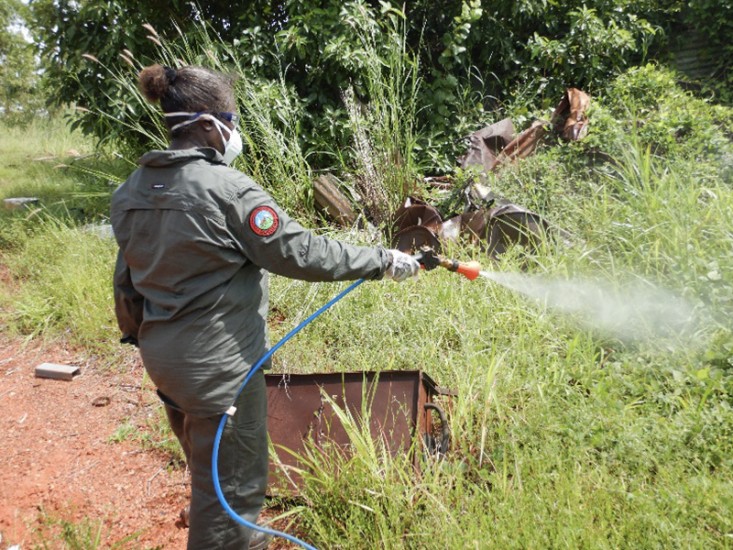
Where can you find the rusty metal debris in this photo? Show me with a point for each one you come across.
(493, 222)
(399, 405)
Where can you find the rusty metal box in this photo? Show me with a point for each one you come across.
(399, 407)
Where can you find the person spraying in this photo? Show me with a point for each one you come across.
(197, 240)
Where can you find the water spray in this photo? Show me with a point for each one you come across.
(606, 308)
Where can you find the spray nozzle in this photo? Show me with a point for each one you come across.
(429, 259)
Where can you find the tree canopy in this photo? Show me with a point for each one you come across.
(475, 56)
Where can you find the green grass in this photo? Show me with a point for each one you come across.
(563, 435)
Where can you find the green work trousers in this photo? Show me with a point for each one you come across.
(243, 464)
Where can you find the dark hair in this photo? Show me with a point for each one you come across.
(188, 89)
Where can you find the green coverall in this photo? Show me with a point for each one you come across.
(197, 240)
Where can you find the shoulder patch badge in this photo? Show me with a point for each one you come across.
(263, 221)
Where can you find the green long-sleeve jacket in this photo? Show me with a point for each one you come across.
(197, 240)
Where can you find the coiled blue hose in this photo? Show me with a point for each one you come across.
(217, 439)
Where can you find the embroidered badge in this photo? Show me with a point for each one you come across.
(264, 221)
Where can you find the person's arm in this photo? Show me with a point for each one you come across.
(270, 239)
(128, 303)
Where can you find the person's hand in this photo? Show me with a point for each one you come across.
(402, 266)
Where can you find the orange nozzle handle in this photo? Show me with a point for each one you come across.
(470, 270)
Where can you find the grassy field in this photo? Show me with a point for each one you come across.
(568, 431)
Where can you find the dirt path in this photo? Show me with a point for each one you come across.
(57, 462)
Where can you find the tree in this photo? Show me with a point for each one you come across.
(18, 78)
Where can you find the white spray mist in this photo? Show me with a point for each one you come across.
(637, 312)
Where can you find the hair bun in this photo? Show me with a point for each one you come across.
(171, 74)
(155, 80)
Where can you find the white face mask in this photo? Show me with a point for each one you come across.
(232, 146)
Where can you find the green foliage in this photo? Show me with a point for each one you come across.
(662, 116)
(473, 57)
(563, 436)
(19, 98)
(152, 434)
(56, 531)
(66, 271)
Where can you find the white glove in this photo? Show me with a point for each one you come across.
(402, 266)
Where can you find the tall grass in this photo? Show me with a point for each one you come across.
(269, 113)
(65, 272)
(563, 436)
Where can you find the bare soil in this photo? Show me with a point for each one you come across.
(58, 463)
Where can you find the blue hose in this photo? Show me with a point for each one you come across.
(217, 439)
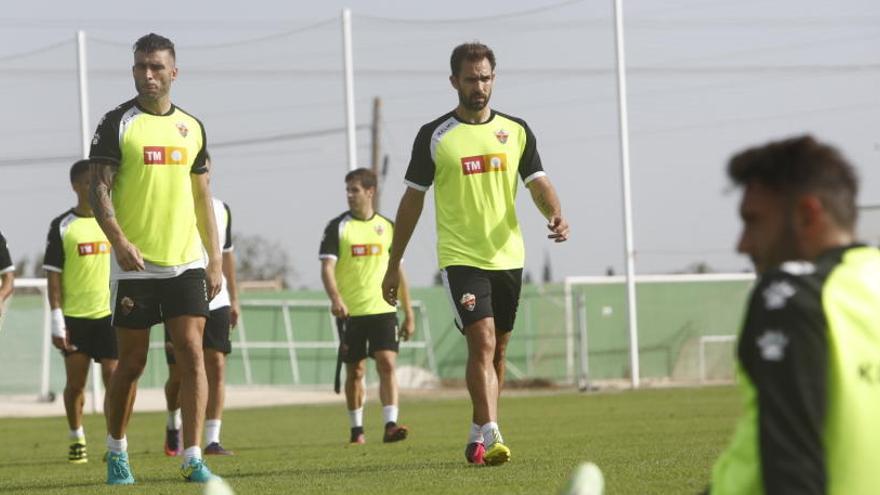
+-------+
### TRY IT:
Above is a listing with pictures. Write it out exactly without them.

### SOLUTION TO THIS TASK:
Where can you find the rusty metal debris in this photo? Show me with a point for each one you come across.
(493, 222)
(399, 405)
Where can you find the rusty metal box in this photo? Show me with a point for each one you come across.
(399, 407)
Where can you find the person spraying in this photo? Show me with a point for each one you come across.
(197, 240)
Where can you find the water spray in this photo? Show me with a point for each one you come across.
(606, 308)
Where can you find the spray nozzle in this photo? Show me with a point for each one you come across.
(429, 259)
Where can you find the tree canopy in this photo? Show me with a point for each one you come across.
(475, 56)
Where can you find the green grass in this photo? Show me with a point for each one you come across.
(563, 435)
Where can you find the green work trousers in this photo? Show me with a point for each one you come across.
(243, 464)
Where can you find the dark hair in this photo? Show me with a point for each one you come across.
(188, 89)
Where can you find the green coverall in this photo? Show me with a point for each one you come across.
(197, 240)
Where can you find the shoulder patch badge in this photo? Show me with a point for each one you come across.
(263, 221)
Where can you find the green long-sleeve jacket in this photo? Show me with a point for each one you come across.
(197, 240)
Where can you find the coiled blue hose in this photo? Show me with a point for each one you come across.
(217, 439)
Where can you find the embroidered badge in this photo? Show me with a point for each one you come across.
(264, 221)
Where can you find the person's arm in this photo? Show me with a point for each one you come across.
(270, 239)
(128, 303)
Where can you find the person's hand in this photo? Show me with a point for each one you come across.
(402, 266)
Where can you find the orange nozzle handle in this photo? Show me with a point for each one you come across.
(470, 270)
Where can you find the grassy field in this photo? Show me with a point for each one you come across.
(568, 431)
Where can you find the dirt path in this photo? Show me with a point for each one you come across.
(57, 462)
Where can you find the tree in this photo? Show me with a point for each one you come across.
(18, 78)
Where can you find the white spray mist in this photo? Show me with a point for each one you come across.
(637, 312)
Where can you find the hair bun in this photo? Show me with a point for each one you come across.
(171, 74)
(155, 80)
Where can you find the white face mask in this photo? Show me with a point for each one you come across.
(232, 146)
Where can you find the green foliage in this photo? Show me with a point for each one you come across.
(662, 116)
(473, 57)
(563, 436)
(19, 98)
(152, 434)
(56, 531)
(66, 271)
Where can you find the white glove in this photo? Show me with a point for each one you come across.
(402, 266)
Where can you find the tall grass in this photo? Show me with a point for each one you come across.
(269, 113)
(65, 272)
(563, 436)
Where can you find the bare soil in this photo? Show me with a point for each one you come across.
(58, 463)
Where can you find the blue hose in this photo? Show me with a point for each one you come across.
(217, 439)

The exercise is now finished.